▸ **Records provided**:
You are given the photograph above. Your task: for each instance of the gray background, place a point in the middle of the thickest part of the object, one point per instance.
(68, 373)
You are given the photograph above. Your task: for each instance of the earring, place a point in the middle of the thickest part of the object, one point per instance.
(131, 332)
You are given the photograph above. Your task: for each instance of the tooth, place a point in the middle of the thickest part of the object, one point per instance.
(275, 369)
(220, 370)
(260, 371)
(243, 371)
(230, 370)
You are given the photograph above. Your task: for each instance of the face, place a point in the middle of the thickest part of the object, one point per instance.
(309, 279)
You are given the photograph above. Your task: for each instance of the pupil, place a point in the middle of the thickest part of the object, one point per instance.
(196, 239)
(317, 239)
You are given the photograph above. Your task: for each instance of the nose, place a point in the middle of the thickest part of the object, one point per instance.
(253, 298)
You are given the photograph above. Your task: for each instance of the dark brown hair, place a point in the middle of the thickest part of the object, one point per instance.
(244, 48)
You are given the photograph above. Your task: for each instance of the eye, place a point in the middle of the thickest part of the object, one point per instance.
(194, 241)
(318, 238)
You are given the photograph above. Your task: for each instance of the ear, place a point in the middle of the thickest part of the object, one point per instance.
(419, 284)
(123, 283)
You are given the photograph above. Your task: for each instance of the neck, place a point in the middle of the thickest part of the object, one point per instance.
--
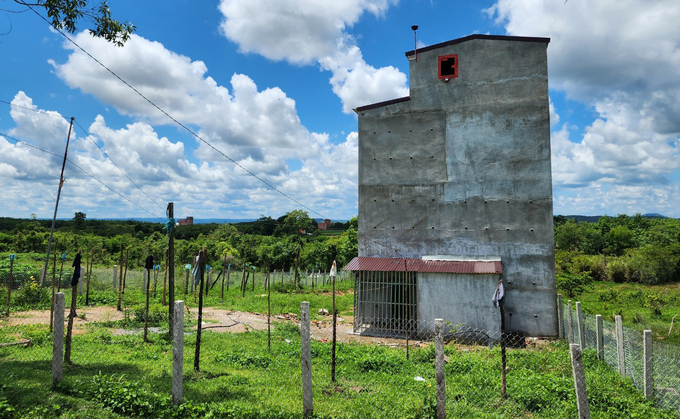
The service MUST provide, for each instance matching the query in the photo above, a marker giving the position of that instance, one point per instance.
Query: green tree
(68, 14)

▸ **What you will do**: Pick out each line in the items above that contains the word "given", and copy those lines in full.

▸ **Reply**:
You are given the photograph above. Your task: for each instance of the gray background, place a point in the middle of the thickest part of the object, one point per instance.
You are given the photograph above. Your task: for each instance of the earring, place a point in the middle of the thickest part of the object, one point per instance.
You are given the photograph above. Your task: for each instance of the tooth, place a point in the middle of the thickest part of the object, one point per instance.
You are given the photograph above. Your task: for each instance of the face, place a point in the middle of the thickest part of the object, one point per instance.
You are given the photograph above. Your task: for each instance of the pupil, place a point in the middle of the thickest part of the object, one point per instance.
You are given the photograph above. Your task: for each instance of the nose, place a point in the middle of the thickest part of the object, one point per instance.
You are given the photograph above. Your task: for each instance of the dark brown hair, place a point in the middle of the thickest part of the object, one point per instance.
You are given the photograph above. Your task: for each instance of the eye, place a point in the middle of the thickest part of the object, one point per instance.
You are given the photograph above. Your task: for each instance of the ear, place a point in the middle of the thickest part of the object, one point per instance.
You are given the photograph above. Your task: for each instance of the neck, place a point in the middle of the thickest part of the object, one point per instance.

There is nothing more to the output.